What you need to do>
[1] Answer these about the passage on currency exposure:
(a) In what currency was the Asian equities fund denominated?
(b) During Brexit, to about what value did GBP fall against the SGD, and over what period?
(c) What percentage loss would the S$1000 position in the UK stock market index ETF have suffered from currency depreciation?
[2] Echo the currency exposure passage word for word, beginning at the words "The answer, which" and stopping after "(see Fig.1a )".

Passage shown>
[START]

A client of mine was interested in a mutual fund investing in Asian equities. It had a great investment track record and a solid manager; his main reservation was that it was denominated in British pounds (GBP). Given the continuing fallout from Brexit, he was afraid that GBP would depreciate in value against the Singapore Dollar (SGD) and therefore he could lose money in SGD terms even if the fund performed well.

Is he right to be concerned?

The answer, which might be surprising to many, is that the fund has no GBP exposure, even though it is denominated in GBP. Instead, its exposure would have been to the currencies of the underlying assets – that is, the Asian equities that the fund is buying.

This is an important concept to understand because currency exposure can make a big difference in investment returns. For example, let’s say I had S$1000 invested in the UK stock market index ETF, denominated in GBP. During Brexit, GBP plunged in value from 2 SGD to about 1.8 SGD in less than a week. This would have resulted in a painful 10% loss for my position due to currency depreciation. In this case, I was exposed to GBP depreciating against the SGD, and was punished for it. (see Fig.1a )

But what if, instead of the UK stock market index, my S$1000 was invested in the Singapore stock index, but denominated in GBP (let’s just assume such an ETF exists on the London Stock Exchange)? Then, when GBP drops from 2 SGD to 1.8 SGD, my Singapore stocks would have gone up in value in GBP terms. This gain would exactly counteract the currency loss, resulting in a net effect of exactly zero – my S$1000 investment still remains valued at S$1000 (see Fig.1b)

[END]

Records in a dataset:

[START]

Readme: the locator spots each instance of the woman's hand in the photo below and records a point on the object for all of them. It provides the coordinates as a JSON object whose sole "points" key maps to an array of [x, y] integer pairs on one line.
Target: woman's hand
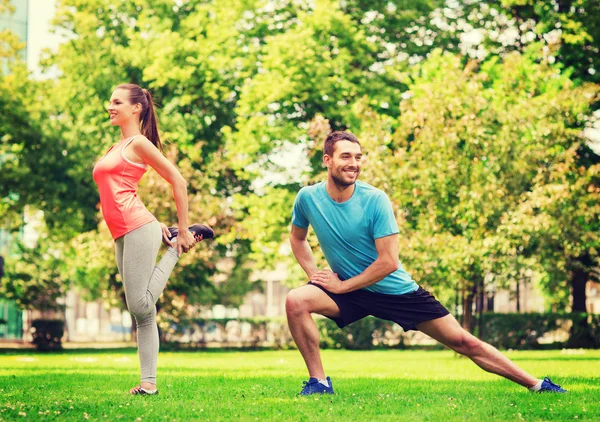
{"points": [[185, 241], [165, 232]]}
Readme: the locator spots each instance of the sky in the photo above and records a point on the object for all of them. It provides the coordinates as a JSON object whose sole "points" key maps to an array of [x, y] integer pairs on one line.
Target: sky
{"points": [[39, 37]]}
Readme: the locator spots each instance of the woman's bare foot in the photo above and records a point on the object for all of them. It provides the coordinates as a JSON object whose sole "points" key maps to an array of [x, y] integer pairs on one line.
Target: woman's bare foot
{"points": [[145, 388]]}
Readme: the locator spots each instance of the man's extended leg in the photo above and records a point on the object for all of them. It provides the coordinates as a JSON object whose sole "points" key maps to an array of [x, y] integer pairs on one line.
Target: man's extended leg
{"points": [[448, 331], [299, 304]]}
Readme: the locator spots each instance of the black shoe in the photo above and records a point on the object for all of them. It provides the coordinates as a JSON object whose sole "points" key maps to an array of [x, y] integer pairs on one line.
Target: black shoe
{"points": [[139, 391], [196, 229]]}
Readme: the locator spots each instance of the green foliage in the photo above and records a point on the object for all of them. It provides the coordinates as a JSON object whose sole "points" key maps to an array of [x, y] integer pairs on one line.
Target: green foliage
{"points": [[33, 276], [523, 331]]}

[END]

Answers to each task>
[1]
(a) British pounds (GBP).
(b) To about 1.8 SGD (from 2 SGD), in less than a week.
(c) 10%.

[2]
The answer, which might be surprising to many, is that the fund has no GBP exposure, even though it is denominated in GBP. Instead, its exposure would have been to the currencies of the underlying assets – that is, the Asian equities that the fund is buying.

This is an important concept to understand because currency exposure can make a big difference in investment returns. For example, let’s say I had S$1000 invested in the UK stock market index ETF, denominated in GBP. During Brexit, GBP plunged in value from 2 SGD to about 1.8 SGD in less than a week. This would have resulted in a painful 10% loss for my position due to currency depreciation. In this case, I was exposed to GBP depreciating against the SGD, and was punished for it. (see Fig.1a )